• TASK TO CARRY OUT: List every line in the data below that contains the word "wooden", copying each one in full. Case matters.
◆ ◆ ◆
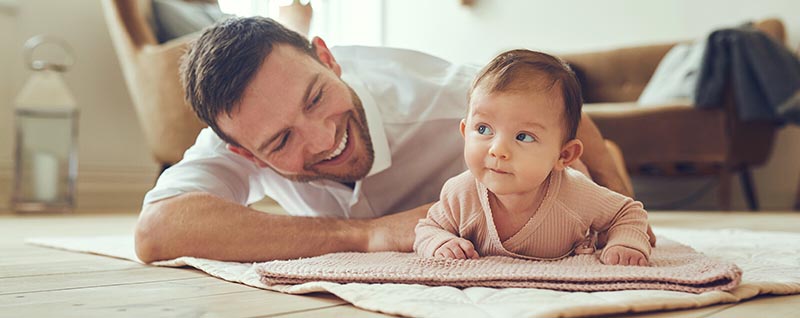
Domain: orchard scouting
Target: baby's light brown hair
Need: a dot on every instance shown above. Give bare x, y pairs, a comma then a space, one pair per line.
525, 70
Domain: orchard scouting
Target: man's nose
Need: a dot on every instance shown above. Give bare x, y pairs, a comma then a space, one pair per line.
499, 149
319, 135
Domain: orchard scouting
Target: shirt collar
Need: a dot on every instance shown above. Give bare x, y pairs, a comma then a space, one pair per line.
380, 145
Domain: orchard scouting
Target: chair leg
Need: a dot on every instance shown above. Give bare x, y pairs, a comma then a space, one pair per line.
797, 198
749, 189
724, 191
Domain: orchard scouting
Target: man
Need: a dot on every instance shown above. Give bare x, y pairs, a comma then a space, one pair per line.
355, 143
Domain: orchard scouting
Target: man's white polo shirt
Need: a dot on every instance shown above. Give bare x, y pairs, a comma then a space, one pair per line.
413, 103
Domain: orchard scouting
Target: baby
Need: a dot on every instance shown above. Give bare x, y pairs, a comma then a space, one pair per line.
520, 197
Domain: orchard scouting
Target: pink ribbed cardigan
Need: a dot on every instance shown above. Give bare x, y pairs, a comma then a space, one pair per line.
573, 208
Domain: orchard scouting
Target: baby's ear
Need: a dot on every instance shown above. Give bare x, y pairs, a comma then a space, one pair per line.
570, 152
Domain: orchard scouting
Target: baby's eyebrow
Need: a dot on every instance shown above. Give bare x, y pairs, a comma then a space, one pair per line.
536, 124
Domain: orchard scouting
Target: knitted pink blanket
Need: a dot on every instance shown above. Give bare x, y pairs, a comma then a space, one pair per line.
673, 266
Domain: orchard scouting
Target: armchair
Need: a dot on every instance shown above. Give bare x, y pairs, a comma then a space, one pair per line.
151, 74
672, 140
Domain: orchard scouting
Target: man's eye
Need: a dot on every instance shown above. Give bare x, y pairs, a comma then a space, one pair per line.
315, 100
282, 143
523, 137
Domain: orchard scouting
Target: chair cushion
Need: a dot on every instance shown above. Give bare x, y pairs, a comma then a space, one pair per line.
662, 133
176, 18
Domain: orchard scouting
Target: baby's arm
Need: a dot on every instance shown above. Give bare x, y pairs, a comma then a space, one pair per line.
628, 241
437, 235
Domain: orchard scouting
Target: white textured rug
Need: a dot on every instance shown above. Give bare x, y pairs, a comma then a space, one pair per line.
770, 262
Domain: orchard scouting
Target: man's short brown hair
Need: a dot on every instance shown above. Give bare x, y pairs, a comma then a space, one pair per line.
523, 70
218, 66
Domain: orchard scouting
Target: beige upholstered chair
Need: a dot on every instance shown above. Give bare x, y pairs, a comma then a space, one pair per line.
672, 140
151, 74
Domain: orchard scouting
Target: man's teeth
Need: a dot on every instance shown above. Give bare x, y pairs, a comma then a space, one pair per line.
338, 151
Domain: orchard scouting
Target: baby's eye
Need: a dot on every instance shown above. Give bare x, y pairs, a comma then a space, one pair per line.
525, 137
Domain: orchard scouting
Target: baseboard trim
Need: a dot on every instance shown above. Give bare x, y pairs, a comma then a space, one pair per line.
99, 188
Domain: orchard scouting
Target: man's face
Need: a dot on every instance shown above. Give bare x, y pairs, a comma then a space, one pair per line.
300, 119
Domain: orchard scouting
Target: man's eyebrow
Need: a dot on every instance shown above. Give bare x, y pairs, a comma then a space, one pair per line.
306, 95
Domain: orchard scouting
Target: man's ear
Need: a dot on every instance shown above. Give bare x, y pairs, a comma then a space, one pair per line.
246, 154
325, 56
570, 152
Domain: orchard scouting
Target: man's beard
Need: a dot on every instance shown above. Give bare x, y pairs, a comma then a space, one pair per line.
363, 164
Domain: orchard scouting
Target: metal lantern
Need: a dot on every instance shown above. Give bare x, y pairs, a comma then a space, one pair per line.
46, 119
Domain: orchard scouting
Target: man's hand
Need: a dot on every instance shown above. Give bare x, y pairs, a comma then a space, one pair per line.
621, 255
458, 248
395, 232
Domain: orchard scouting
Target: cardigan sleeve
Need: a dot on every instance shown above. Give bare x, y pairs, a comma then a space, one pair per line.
443, 222
626, 226
624, 219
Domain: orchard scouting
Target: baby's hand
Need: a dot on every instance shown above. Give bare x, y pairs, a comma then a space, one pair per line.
458, 248
621, 255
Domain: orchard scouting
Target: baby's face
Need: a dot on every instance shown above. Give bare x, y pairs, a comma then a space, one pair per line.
513, 139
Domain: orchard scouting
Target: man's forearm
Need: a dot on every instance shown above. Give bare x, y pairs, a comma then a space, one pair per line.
597, 158
202, 225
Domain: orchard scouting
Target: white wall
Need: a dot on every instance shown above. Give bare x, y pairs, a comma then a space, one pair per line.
115, 167
477, 33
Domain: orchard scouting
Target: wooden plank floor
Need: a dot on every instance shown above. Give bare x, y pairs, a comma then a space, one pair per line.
37, 281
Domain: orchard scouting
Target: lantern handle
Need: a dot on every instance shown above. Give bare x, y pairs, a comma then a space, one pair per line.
38, 65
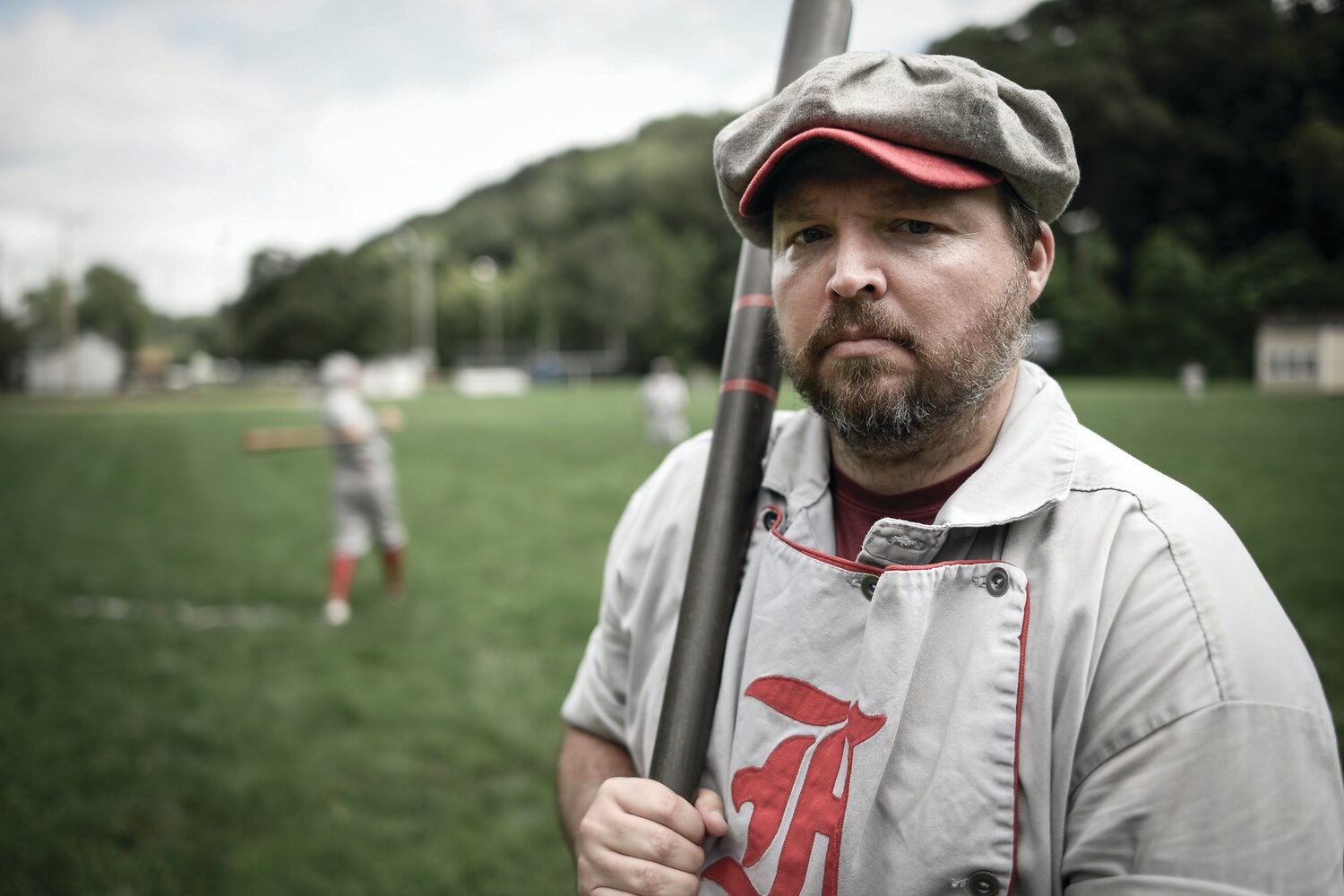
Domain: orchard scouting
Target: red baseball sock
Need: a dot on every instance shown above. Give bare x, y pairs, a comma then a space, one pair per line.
341, 573
392, 570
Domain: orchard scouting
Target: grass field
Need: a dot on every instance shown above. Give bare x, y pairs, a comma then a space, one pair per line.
174, 719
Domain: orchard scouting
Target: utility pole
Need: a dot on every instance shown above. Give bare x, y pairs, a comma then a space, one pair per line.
486, 271
422, 296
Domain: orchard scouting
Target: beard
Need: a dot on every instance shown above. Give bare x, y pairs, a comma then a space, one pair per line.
883, 414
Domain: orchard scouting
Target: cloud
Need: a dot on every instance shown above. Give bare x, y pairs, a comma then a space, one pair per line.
183, 137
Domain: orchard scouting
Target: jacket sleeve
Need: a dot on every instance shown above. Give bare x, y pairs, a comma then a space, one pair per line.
1233, 798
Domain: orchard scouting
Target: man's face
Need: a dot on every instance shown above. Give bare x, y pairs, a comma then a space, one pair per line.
900, 308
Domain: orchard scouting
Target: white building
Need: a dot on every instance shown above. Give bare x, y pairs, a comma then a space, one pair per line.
1301, 355
91, 366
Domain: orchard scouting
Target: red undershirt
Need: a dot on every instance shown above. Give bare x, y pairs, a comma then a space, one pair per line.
857, 508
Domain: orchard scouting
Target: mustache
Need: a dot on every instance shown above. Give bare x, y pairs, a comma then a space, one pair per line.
844, 319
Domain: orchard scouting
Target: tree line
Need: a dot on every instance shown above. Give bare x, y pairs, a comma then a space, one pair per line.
1211, 142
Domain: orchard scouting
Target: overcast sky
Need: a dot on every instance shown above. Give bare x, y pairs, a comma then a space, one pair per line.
175, 139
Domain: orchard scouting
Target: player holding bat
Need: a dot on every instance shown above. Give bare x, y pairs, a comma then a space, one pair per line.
976, 648
365, 485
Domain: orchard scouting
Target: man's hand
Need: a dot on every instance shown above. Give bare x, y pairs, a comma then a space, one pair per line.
640, 839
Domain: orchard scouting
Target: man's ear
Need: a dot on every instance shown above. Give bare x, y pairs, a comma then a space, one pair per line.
1039, 263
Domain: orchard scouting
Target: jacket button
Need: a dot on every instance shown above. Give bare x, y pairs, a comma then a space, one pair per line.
983, 883
997, 582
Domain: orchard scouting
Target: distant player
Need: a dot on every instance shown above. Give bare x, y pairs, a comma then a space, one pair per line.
666, 397
365, 485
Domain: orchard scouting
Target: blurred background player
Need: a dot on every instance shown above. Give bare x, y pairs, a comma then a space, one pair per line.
365, 484
666, 397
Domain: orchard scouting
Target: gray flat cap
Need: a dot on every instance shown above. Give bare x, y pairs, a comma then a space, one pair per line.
943, 121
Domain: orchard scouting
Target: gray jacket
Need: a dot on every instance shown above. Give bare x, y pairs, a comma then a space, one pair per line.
1074, 681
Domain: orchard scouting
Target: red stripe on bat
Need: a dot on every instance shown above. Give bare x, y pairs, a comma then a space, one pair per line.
754, 300
749, 386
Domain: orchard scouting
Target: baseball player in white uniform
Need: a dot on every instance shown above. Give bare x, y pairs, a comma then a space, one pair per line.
365, 487
666, 397
978, 649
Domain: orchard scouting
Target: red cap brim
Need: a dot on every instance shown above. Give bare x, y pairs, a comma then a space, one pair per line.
919, 166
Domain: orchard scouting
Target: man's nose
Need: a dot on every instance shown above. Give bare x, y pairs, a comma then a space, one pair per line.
857, 269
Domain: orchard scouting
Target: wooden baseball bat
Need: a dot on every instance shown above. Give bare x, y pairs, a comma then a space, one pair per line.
747, 390
284, 438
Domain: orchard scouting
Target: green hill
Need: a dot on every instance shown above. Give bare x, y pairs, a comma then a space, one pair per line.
1211, 140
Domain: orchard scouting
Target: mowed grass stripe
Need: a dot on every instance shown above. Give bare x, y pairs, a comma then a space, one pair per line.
410, 751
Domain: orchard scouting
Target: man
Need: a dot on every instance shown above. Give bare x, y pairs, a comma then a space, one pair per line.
365, 485
978, 649
666, 395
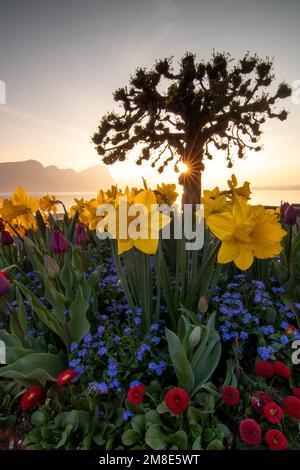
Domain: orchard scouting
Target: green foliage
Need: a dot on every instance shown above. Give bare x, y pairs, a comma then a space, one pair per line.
195, 353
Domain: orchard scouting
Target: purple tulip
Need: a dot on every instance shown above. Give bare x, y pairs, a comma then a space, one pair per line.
58, 242
81, 236
290, 215
4, 284
6, 238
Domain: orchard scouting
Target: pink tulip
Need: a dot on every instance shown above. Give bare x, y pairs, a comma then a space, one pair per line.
6, 238
4, 284
81, 236
58, 242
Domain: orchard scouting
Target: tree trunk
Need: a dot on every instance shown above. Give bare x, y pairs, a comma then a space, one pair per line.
191, 180
192, 188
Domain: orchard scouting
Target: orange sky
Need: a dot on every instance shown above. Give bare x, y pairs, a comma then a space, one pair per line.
61, 65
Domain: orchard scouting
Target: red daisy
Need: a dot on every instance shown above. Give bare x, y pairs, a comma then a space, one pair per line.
177, 400
273, 412
31, 397
230, 395
135, 395
264, 369
259, 399
250, 432
281, 369
276, 440
296, 392
290, 329
292, 407
65, 377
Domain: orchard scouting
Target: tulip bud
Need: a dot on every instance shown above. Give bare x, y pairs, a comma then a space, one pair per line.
290, 215
202, 305
6, 238
81, 236
51, 267
58, 242
284, 207
195, 337
4, 284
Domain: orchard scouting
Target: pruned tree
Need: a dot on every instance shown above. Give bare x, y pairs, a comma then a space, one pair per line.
185, 115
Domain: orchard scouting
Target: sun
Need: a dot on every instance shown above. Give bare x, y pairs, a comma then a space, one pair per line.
182, 167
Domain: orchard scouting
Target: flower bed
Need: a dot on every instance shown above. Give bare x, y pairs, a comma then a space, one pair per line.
141, 344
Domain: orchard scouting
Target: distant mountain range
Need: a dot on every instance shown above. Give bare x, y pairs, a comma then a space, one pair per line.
37, 178
295, 187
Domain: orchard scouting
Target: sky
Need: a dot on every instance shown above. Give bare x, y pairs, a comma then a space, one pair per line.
61, 61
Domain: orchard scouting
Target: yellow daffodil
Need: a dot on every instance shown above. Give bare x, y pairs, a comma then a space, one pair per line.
214, 202
90, 210
246, 232
48, 203
166, 193
147, 225
21, 206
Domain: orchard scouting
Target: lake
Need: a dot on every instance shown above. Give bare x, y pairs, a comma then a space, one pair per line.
264, 197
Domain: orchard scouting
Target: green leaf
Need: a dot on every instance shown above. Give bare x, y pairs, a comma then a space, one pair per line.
44, 315
65, 436
215, 445
152, 417
33, 368
38, 418
78, 325
130, 437
156, 438
179, 439
138, 424
197, 444
20, 327
194, 415
162, 408
57, 300
13, 354
66, 276
180, 362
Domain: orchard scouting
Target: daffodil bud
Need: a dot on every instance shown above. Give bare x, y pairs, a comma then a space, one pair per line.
51, 267
290, 215
202, 304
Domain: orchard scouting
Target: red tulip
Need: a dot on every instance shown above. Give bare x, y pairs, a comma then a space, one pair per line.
31, 397
58, 242
65, 377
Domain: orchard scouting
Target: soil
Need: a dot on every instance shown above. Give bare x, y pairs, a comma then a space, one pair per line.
13, 438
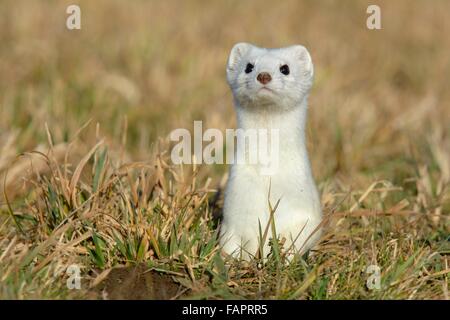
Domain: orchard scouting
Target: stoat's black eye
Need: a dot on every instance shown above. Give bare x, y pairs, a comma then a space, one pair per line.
249, 68
284, 69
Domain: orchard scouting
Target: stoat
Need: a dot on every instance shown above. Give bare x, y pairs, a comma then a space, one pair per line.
270, 90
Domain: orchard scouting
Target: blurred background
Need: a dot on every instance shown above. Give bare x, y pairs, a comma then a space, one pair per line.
380, 100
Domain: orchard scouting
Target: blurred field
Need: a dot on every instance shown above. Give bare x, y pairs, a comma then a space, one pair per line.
378, 130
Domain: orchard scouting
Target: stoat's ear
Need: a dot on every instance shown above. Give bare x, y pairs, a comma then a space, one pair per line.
300, 53
239, 50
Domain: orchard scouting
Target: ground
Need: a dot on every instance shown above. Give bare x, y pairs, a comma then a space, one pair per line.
85, 170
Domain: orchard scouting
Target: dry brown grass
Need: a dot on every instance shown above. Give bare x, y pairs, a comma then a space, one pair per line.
378, 131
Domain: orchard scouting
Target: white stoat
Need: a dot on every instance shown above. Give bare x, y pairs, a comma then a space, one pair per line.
270, 89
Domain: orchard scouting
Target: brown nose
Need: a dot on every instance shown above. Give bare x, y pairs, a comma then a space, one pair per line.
264, 77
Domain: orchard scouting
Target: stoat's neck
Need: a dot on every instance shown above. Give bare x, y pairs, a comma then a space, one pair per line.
291, 124
292, 154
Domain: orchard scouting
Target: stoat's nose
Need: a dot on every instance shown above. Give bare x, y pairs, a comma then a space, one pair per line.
264, 77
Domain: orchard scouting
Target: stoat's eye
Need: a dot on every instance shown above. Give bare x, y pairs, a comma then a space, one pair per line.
284, 69
249, 68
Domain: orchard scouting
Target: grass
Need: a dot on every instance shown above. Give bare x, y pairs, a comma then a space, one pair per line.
85, 172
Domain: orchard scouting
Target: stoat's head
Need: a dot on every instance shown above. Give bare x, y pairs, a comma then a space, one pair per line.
259, 77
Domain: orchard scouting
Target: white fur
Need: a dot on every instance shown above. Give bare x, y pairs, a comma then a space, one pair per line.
285, 108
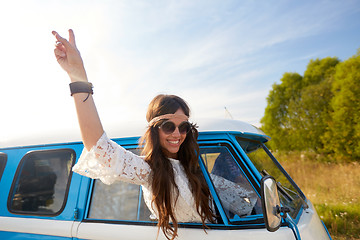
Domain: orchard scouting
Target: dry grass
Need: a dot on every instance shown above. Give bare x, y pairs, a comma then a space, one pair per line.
332, 187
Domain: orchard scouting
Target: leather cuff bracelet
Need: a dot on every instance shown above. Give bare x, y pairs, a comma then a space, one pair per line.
81, 87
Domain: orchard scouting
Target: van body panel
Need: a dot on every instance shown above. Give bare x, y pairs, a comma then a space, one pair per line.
132, 232
73, 220
32, 228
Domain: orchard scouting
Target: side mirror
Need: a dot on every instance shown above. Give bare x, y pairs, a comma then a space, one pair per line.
270, 203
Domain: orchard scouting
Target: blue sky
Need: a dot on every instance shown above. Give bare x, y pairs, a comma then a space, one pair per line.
214, 54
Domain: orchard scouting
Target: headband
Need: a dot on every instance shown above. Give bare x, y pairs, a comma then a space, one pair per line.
168, 116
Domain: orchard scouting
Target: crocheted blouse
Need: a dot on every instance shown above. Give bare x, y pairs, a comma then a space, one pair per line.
110, 162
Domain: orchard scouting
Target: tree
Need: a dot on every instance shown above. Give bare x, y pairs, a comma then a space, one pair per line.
276, 119
343, 136
313, 108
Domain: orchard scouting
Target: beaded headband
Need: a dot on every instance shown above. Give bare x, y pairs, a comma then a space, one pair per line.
168, 116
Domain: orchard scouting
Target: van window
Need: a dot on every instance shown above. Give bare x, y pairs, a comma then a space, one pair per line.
41, 182
237, 196
2, 163
289, 194
118, 201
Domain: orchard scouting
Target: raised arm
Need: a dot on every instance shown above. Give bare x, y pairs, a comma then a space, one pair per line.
69, 58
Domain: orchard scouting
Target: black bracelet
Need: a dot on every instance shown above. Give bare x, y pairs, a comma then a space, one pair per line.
81, 87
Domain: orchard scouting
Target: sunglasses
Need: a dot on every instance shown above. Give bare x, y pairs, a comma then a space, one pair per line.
168, 127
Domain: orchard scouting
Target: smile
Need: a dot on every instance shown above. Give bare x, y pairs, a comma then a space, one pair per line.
174, 142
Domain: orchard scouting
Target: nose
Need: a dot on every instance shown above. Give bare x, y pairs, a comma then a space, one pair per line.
176, 132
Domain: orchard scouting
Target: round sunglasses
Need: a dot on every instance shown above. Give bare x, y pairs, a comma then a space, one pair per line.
168, 127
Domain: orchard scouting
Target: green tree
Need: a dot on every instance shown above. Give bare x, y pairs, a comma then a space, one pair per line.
310, 115
276, 122
343, 136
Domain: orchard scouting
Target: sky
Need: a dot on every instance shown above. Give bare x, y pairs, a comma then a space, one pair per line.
215, 54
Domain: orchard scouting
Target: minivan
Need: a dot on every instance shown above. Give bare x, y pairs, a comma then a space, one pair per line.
41, 198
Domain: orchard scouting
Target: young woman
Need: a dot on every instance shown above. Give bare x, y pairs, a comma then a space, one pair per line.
173, 185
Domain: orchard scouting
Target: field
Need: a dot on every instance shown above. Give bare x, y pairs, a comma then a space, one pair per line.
334, 189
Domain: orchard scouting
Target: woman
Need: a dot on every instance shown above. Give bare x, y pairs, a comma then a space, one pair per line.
173, 185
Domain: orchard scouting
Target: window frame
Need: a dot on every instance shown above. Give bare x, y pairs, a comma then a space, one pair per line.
252, 220
3, 157
298, 211
16, 178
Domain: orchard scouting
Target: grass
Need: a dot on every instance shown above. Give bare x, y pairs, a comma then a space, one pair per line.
333, 188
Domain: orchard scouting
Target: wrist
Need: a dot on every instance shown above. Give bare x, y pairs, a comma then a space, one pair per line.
81, 87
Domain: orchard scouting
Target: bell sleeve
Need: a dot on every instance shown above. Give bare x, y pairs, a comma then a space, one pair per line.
110, 162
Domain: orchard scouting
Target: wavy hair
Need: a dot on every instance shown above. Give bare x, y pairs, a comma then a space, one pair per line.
163, 182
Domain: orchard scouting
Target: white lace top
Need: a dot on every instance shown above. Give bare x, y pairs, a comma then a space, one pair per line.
109, 162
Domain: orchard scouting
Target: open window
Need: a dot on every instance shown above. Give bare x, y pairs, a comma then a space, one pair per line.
41, 183
237, 196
◆ ◆ ◆
• SOLUTION TO THIS EXERCISE:
Target: wooden plank floor
Target: wooden baseball bat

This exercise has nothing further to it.